What is being asked
Show every line of the records below that contains the word "forested", and treat uppercase and lowercase as different.

Stored dataset items
((
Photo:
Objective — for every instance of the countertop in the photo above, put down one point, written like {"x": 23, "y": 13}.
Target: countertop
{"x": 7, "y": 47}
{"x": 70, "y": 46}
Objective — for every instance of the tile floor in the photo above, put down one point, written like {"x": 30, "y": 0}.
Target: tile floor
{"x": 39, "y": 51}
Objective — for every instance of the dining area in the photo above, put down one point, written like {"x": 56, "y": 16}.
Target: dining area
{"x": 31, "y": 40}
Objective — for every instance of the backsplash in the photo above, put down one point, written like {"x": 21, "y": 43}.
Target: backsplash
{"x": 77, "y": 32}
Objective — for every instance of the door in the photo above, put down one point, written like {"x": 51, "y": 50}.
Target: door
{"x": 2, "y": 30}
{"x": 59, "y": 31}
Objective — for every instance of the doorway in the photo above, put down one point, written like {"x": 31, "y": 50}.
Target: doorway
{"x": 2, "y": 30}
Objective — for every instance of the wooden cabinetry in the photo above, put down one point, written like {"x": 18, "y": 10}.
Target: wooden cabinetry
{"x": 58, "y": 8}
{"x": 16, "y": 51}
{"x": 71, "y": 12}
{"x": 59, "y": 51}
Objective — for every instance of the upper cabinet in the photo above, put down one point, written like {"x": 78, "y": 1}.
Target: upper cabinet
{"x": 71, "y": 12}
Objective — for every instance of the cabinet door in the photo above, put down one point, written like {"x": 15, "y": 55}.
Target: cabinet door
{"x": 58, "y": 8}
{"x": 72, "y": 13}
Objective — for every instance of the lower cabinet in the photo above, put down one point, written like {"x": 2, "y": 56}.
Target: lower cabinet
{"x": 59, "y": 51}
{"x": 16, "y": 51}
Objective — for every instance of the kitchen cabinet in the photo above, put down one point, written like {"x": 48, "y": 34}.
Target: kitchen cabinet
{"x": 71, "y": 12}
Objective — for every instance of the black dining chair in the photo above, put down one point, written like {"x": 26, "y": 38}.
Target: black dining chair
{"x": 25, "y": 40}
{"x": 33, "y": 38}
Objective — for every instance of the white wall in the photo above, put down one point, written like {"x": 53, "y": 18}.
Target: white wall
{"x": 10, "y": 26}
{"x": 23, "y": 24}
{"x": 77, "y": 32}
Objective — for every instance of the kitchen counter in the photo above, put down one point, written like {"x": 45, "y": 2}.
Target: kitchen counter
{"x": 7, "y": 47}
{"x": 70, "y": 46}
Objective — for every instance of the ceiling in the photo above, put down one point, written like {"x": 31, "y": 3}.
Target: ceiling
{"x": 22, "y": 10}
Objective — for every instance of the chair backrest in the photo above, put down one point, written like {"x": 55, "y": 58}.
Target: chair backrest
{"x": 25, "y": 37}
))
((
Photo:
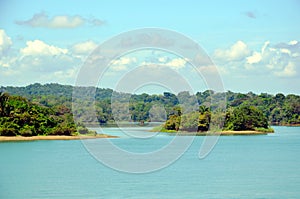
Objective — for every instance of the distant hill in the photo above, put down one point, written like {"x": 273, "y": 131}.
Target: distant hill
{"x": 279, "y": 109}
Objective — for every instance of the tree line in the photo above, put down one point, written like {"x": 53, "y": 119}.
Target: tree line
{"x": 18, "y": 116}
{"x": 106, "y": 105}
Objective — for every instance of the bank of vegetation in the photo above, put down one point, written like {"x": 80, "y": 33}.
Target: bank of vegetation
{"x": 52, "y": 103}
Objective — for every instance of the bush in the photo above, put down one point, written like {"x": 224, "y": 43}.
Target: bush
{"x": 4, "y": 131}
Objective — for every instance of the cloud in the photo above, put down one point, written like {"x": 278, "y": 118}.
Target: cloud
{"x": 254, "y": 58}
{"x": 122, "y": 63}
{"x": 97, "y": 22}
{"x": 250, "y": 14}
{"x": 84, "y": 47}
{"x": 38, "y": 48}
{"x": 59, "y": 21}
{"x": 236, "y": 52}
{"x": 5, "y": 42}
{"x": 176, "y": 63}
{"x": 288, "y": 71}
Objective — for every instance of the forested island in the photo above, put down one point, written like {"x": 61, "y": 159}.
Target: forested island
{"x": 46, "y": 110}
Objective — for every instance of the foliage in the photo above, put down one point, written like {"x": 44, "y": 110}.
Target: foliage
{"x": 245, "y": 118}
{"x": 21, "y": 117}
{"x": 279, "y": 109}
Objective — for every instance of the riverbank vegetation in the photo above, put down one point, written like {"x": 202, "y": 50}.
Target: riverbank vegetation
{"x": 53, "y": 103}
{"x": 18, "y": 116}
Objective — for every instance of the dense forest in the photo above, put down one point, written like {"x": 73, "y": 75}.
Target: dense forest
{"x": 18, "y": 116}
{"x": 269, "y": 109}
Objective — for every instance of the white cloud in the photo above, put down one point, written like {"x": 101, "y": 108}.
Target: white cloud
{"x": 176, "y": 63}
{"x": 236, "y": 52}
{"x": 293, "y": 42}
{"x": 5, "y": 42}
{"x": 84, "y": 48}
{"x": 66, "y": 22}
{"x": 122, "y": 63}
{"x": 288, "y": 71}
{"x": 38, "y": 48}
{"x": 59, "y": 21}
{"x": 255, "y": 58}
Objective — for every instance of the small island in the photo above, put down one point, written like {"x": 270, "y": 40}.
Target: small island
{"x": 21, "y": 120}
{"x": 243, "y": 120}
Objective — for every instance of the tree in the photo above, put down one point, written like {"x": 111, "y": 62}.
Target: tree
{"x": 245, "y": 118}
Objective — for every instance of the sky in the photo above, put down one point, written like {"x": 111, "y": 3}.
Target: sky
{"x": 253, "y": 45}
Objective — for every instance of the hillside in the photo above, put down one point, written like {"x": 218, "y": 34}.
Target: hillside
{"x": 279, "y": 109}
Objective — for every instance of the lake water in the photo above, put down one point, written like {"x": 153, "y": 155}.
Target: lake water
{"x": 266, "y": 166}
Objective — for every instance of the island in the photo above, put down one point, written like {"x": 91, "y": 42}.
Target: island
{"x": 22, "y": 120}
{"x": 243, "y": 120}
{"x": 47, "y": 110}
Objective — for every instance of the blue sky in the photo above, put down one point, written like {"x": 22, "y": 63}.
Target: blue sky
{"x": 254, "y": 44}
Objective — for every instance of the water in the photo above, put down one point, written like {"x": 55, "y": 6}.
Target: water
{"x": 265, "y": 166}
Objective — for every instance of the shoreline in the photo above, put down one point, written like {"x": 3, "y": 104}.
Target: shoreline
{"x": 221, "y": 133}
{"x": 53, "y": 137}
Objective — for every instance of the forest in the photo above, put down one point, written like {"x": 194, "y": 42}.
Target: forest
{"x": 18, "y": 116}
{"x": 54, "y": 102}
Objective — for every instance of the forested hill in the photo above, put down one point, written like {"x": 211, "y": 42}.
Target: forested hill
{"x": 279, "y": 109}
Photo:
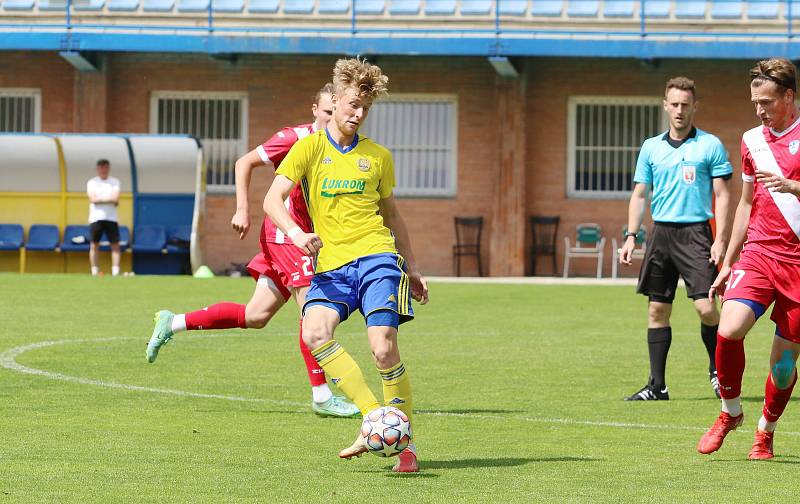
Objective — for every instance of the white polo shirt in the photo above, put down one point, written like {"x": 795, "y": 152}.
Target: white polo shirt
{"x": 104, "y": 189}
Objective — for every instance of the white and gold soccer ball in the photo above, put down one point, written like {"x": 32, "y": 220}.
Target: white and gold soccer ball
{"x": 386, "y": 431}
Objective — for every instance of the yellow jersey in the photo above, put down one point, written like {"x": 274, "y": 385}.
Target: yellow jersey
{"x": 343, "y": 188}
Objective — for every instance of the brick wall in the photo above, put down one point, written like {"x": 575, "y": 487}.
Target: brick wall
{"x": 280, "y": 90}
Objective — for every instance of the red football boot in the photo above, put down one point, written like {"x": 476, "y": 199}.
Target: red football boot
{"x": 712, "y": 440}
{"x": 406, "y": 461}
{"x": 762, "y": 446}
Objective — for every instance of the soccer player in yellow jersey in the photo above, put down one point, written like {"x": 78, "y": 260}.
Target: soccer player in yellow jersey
))
Finished answer
Objective — for every instance of the forested island in the photo above, put down one point, written like {"x": 61, "y": 159}.
Target: forested island
Objective — for every instance of the forested hill in the photo above, put down one point, written like {"x": 211, "y": 42}.
Target: forested hill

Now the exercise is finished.